Excerpted text:
- Conference: Independent
- Record: 2–1–1
- Head coach: Al Nichelini (1st season);

= 1944 Coronado Amphibious Training Base football team =

American college football season

The 1944 Coronado Amphibious Training Base football team was an American football team that represented the United States Navy's Amphibious Training Base at Coronado, California. The base was commissioned in January 1944. The team compiled a 2–1–1 record.

The team was coached by Al Nichelini, a former star at Saint Mary's College of California who played two seasons in the National Football League (NFL). Players included: Fred Naumetz, later an All-Pro center for the Los Angeles Rams; Ray King, an end who played for Minnesota; Bill Murphy, a back who played for Cornell; and E. F. Corrido, who played for Oklahoma.

Short exercise: Can you copy, word for word, the stretch of the 1944 Coronado Amphibious Training Base football text from "The 1944 Coronado" through "played for Oklahoma."?

Given information:
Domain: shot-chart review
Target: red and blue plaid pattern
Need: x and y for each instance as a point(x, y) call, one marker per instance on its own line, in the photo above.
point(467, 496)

The output:
The 1944 Coronado Amphibious Training Base football team was an American football team that represented the United States Navy's Amphibious Training Base at Coronado, California. The base was commissioned in January 1944. The team compiled a 2–1–1 record.

The team was coached by Al Nichelini, a former star at Saint Mary's College of California who played two seasons in the National Football League (NFL). Players included: Fred Naumetz, later an All-Pro center for the Los Angeles Rams; Ray King, an end who played for Minnesota; Bill Murphy, a back who played for Cornell; and E. F. Corrido, who played for Oklahoma.